▶ Material provided:
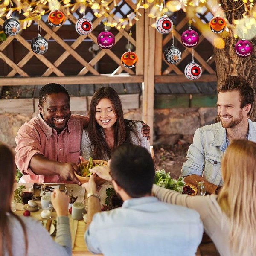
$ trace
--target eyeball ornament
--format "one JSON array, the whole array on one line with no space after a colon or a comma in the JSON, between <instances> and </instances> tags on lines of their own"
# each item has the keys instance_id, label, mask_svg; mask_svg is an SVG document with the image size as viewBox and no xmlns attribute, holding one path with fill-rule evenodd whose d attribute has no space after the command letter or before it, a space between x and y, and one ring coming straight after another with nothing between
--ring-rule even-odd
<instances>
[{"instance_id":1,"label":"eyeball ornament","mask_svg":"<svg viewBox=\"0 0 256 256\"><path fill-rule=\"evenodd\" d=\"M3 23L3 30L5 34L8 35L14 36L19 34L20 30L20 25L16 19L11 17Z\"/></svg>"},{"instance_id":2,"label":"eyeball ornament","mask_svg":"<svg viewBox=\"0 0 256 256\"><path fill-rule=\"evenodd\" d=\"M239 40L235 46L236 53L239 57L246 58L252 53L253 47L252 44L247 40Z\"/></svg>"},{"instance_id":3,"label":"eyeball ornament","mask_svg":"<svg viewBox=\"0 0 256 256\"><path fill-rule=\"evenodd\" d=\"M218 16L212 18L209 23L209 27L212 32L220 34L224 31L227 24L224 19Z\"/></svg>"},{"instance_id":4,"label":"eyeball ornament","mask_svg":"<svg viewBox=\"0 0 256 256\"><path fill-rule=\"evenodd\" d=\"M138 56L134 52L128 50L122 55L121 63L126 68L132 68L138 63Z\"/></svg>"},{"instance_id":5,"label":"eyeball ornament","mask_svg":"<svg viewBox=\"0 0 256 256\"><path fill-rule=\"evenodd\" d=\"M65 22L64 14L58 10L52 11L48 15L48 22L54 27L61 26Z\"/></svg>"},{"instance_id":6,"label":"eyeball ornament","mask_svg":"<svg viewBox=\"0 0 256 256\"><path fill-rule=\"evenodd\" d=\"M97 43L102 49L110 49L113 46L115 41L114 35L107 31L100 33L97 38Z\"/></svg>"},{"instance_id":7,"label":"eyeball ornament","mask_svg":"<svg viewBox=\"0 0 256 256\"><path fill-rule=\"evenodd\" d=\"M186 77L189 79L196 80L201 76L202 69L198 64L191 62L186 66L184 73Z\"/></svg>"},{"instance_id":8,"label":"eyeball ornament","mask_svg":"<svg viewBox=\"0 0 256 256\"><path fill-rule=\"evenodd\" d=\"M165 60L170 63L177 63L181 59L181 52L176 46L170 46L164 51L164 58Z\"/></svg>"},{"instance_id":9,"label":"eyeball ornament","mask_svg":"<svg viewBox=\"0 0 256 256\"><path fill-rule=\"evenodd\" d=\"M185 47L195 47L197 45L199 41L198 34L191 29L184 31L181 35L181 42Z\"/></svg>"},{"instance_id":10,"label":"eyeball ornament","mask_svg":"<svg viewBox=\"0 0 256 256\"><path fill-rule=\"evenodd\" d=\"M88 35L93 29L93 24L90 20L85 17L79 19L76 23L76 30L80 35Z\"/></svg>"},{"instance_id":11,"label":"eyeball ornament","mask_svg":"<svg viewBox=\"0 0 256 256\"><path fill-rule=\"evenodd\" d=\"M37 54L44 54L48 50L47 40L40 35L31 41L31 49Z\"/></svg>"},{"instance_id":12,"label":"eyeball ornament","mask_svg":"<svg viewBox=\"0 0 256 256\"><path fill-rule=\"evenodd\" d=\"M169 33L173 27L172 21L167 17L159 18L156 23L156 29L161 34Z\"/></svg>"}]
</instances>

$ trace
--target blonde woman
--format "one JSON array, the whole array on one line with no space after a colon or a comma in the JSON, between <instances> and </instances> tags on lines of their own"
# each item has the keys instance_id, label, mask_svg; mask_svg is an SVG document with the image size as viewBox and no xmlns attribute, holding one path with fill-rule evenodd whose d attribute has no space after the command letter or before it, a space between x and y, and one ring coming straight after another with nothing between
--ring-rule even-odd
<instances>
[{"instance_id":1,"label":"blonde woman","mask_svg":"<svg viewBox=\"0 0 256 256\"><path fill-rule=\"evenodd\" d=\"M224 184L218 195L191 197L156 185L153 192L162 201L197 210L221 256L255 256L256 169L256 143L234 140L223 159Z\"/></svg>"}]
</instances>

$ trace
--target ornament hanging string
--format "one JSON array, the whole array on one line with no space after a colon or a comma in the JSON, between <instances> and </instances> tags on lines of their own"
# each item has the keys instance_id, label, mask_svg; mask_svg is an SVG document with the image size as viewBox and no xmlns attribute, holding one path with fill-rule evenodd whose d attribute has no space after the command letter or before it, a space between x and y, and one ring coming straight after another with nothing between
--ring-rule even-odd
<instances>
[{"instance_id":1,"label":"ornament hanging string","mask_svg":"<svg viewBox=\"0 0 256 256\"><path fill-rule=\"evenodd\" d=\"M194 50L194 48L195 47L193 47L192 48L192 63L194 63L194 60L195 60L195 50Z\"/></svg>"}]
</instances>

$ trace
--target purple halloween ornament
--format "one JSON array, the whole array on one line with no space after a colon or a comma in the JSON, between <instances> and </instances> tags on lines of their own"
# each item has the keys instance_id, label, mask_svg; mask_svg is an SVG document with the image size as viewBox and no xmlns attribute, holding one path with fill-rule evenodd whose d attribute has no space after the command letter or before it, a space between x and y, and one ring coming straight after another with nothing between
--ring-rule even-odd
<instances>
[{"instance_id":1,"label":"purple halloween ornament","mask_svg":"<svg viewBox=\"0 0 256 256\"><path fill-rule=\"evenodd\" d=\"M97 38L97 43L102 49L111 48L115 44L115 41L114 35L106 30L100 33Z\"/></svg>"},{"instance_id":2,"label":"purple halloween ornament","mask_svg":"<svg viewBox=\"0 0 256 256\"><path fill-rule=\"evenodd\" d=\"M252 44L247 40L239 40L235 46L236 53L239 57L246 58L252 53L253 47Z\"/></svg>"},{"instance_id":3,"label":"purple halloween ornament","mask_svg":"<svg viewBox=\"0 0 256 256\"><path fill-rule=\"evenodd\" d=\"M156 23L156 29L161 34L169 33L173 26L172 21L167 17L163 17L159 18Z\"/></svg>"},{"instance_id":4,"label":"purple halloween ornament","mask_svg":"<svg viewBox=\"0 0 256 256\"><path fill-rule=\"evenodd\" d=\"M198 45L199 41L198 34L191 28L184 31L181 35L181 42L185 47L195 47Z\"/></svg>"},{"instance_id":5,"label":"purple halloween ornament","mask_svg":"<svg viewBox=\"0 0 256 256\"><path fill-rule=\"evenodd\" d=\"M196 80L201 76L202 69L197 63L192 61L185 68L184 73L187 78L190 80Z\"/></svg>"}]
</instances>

--

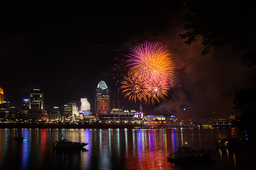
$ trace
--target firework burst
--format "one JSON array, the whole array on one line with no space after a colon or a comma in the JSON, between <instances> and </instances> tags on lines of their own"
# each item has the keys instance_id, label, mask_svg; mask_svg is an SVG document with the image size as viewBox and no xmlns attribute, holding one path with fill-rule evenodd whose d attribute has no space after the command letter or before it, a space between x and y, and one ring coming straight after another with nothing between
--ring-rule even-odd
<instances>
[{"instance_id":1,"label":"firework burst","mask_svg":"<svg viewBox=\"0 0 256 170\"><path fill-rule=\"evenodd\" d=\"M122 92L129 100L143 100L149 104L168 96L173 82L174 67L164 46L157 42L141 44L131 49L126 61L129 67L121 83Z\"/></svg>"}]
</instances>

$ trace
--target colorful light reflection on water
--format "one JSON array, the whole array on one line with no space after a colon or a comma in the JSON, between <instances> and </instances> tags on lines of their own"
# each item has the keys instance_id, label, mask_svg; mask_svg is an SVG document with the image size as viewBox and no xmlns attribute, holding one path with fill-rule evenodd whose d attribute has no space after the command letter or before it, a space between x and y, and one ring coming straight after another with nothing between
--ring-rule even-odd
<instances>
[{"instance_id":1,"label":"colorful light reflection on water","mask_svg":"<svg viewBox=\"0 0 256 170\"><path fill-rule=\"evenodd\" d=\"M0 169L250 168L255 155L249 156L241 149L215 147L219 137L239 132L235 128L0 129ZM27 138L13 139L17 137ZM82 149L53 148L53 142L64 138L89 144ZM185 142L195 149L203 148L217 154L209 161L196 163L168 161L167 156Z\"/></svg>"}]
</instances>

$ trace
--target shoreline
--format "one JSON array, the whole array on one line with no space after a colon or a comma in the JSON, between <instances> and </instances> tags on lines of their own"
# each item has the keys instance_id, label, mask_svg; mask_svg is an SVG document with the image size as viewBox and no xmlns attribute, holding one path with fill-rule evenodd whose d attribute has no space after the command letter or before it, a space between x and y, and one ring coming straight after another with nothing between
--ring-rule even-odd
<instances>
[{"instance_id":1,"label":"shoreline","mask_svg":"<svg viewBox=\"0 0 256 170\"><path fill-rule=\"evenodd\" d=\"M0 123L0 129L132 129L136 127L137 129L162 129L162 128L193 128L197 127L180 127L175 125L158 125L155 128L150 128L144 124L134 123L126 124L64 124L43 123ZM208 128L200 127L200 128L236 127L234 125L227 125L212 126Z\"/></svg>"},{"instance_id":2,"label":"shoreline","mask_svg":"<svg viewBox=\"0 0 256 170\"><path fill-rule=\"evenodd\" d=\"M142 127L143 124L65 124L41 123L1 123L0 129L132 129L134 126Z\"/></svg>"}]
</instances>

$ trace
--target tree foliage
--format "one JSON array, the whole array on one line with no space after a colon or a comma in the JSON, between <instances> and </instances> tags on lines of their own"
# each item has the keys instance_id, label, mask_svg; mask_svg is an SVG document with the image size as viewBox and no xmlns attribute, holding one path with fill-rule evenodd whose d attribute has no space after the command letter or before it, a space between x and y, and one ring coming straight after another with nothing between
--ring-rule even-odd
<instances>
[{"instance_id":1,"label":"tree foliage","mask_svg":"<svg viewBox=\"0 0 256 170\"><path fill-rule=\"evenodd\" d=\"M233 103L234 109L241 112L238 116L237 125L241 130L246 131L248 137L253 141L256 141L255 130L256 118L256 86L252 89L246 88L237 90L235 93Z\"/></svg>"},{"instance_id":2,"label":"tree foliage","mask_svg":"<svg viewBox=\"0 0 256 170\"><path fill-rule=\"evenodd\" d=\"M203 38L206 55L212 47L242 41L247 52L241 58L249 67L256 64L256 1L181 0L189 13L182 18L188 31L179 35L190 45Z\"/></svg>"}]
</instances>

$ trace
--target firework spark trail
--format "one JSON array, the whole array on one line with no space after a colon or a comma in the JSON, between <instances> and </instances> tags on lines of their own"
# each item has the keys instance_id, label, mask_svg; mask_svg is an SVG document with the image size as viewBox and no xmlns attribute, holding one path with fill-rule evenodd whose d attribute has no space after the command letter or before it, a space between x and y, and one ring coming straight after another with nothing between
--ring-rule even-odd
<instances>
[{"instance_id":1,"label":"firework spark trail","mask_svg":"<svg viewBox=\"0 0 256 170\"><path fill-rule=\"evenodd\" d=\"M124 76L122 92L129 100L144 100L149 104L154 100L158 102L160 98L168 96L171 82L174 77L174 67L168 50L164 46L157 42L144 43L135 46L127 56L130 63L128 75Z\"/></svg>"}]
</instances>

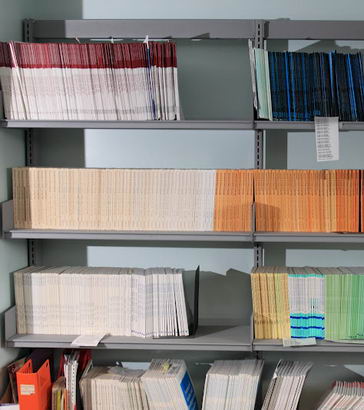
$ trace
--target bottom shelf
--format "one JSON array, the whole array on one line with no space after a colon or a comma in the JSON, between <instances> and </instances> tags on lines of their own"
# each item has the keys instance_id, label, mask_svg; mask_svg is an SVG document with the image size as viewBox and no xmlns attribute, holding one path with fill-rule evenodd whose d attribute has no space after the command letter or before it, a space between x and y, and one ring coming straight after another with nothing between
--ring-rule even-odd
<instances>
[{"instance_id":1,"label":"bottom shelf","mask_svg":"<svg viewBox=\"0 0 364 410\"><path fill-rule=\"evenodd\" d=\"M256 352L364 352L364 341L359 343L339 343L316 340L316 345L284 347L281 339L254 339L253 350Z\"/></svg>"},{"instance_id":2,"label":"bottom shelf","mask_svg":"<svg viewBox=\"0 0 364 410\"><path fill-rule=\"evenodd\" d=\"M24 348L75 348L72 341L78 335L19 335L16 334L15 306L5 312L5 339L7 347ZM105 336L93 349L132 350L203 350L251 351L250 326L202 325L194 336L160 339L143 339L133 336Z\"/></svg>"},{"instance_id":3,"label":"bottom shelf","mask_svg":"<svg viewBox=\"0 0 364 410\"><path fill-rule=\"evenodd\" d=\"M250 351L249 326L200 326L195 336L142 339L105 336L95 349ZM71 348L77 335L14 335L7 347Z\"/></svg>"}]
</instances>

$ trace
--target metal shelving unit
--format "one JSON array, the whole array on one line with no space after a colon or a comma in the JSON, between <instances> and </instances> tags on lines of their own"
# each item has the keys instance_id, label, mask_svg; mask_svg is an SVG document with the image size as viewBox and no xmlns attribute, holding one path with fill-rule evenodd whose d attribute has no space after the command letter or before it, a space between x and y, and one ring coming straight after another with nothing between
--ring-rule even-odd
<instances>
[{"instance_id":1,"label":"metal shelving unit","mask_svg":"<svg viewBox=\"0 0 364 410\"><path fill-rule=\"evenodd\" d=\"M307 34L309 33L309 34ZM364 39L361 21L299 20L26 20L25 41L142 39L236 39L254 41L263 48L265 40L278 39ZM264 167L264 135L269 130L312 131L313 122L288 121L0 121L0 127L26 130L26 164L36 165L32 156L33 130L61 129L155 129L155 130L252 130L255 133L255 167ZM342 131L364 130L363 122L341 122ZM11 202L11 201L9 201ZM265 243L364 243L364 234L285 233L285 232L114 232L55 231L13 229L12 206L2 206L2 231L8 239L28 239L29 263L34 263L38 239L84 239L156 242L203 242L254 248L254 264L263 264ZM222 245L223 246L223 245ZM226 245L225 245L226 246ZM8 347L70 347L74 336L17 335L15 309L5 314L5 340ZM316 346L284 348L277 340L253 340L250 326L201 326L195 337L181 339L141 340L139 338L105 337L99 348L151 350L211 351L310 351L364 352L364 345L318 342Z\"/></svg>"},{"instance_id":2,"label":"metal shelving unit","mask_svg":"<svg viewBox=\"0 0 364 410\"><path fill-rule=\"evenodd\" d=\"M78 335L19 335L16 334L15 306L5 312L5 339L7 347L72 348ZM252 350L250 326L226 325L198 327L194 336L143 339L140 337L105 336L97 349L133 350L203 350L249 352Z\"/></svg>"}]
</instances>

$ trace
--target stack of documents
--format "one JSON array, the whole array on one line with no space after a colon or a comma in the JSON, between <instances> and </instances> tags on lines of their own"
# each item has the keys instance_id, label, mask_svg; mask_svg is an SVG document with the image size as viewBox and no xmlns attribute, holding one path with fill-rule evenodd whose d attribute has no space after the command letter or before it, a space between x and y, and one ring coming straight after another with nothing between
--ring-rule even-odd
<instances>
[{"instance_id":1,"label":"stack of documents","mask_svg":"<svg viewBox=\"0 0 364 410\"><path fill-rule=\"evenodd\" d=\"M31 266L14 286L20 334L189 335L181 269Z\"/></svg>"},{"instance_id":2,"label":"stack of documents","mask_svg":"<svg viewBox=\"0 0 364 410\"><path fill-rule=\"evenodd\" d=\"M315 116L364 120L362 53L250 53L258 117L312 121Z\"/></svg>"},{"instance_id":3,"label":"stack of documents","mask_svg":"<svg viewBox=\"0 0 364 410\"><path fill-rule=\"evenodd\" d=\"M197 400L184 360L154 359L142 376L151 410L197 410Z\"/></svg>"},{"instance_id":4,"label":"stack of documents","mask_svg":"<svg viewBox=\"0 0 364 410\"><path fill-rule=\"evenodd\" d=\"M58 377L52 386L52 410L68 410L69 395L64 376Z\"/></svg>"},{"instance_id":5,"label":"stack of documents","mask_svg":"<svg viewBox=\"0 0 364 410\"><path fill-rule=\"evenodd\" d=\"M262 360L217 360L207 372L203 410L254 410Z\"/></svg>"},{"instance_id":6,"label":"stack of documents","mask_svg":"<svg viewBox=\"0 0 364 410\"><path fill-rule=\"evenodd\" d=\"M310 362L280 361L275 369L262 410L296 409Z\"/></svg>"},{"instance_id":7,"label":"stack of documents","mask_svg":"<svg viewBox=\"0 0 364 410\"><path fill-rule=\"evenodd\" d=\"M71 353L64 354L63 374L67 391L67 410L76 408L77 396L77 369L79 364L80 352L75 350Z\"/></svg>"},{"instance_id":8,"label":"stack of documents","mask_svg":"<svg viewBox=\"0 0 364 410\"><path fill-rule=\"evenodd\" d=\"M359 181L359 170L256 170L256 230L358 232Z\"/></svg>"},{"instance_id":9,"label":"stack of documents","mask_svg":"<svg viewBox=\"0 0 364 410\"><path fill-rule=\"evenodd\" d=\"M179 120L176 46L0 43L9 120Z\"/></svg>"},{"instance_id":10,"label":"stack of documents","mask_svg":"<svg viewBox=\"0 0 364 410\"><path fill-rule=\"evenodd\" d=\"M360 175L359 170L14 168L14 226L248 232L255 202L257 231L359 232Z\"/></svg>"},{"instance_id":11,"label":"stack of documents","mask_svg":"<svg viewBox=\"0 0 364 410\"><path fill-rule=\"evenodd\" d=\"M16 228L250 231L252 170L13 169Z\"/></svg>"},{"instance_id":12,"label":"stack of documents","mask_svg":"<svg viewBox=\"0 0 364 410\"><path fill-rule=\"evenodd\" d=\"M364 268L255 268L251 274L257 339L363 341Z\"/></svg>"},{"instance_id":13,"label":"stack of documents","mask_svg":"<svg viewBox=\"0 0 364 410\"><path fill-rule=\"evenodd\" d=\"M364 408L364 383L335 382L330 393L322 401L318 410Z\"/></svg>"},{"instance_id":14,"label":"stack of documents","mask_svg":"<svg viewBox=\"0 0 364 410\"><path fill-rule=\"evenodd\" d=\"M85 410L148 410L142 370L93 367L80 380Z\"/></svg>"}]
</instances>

---

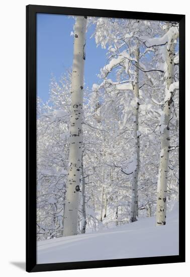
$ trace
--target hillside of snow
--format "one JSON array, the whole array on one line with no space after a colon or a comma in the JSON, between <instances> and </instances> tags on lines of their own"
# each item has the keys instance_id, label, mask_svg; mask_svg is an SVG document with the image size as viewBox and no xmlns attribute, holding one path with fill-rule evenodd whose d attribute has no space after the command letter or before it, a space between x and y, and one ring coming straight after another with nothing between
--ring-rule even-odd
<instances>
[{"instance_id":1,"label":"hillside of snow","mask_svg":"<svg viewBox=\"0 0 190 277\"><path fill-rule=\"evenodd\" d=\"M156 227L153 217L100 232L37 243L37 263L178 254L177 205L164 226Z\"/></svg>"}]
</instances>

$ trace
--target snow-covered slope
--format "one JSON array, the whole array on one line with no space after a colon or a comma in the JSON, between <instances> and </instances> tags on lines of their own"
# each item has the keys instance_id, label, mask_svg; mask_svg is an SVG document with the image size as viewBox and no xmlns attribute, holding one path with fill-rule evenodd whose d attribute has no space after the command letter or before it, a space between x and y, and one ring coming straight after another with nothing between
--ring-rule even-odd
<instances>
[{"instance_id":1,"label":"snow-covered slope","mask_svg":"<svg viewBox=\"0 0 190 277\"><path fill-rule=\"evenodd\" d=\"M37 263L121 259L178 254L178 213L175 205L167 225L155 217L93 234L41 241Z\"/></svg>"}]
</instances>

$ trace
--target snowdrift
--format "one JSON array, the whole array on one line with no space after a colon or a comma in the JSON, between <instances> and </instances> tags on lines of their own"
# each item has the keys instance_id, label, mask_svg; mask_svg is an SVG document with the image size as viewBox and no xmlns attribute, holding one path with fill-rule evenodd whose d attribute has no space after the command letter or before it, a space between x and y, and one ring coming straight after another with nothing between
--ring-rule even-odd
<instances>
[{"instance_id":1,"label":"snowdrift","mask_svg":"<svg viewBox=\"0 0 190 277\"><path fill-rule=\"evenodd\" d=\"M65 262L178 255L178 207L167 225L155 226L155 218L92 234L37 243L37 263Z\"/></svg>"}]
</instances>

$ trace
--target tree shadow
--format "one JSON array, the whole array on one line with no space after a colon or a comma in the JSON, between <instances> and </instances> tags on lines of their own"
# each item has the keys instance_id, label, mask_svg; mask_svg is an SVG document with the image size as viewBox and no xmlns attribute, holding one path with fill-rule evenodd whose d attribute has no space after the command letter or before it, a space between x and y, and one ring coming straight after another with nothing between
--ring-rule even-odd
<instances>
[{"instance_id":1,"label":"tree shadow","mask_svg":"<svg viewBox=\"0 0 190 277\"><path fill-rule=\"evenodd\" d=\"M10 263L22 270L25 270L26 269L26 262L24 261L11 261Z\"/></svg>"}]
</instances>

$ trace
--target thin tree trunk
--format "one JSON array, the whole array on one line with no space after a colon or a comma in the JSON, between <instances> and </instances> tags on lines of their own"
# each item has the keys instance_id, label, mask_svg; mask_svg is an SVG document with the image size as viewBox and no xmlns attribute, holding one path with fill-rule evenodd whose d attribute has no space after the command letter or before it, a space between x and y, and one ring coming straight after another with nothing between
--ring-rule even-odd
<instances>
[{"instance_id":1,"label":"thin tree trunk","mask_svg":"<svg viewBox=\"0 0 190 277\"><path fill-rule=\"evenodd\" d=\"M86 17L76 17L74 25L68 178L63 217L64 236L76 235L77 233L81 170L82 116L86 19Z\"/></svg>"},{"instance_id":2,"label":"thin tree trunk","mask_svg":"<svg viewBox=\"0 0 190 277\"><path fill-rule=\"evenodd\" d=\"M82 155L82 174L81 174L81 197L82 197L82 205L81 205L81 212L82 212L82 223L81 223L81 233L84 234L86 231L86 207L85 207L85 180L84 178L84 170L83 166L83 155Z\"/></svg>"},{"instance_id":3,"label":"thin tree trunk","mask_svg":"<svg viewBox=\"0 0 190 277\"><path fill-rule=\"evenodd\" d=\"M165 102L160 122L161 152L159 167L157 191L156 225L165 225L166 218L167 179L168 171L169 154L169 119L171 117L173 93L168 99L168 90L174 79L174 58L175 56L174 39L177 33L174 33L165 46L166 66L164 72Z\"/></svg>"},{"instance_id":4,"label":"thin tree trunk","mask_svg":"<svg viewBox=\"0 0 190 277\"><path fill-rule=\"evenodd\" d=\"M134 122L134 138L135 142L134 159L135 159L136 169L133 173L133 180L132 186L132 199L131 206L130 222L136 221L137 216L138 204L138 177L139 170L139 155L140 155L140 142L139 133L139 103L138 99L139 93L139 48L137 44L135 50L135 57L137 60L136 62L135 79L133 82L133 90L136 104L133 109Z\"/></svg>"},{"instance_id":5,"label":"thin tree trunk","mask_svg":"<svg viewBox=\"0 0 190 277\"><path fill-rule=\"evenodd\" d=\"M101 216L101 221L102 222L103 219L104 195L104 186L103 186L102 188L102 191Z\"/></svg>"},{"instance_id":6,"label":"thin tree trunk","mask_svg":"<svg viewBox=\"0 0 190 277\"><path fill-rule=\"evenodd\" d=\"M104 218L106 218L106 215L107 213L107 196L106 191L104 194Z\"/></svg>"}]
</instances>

▶ Goal: Pick out every line in the rows above that contains the string "reflection", and copy each of those lines in full. Case counts.

▶ Answer to this problem:
--target colorful light reflection on water
[{"instance_id":1,"label":"colorful light reflection on water","mask_svg":"<svg viewBox=\"0 0 256 170\"><path fill-rule=\"evenodd\" d=\"M0 169L250 168L255 155L249 156L241 149L215 147L219 137L239 132L235 128L0 129ZM27 138L13 139L17 137ZM82 149L53 148L53 142L64 138L89 144ZM185 142L195 149L203 148L217 154L209 161L196 163L168 161L167 156Z\"/></svg>"}]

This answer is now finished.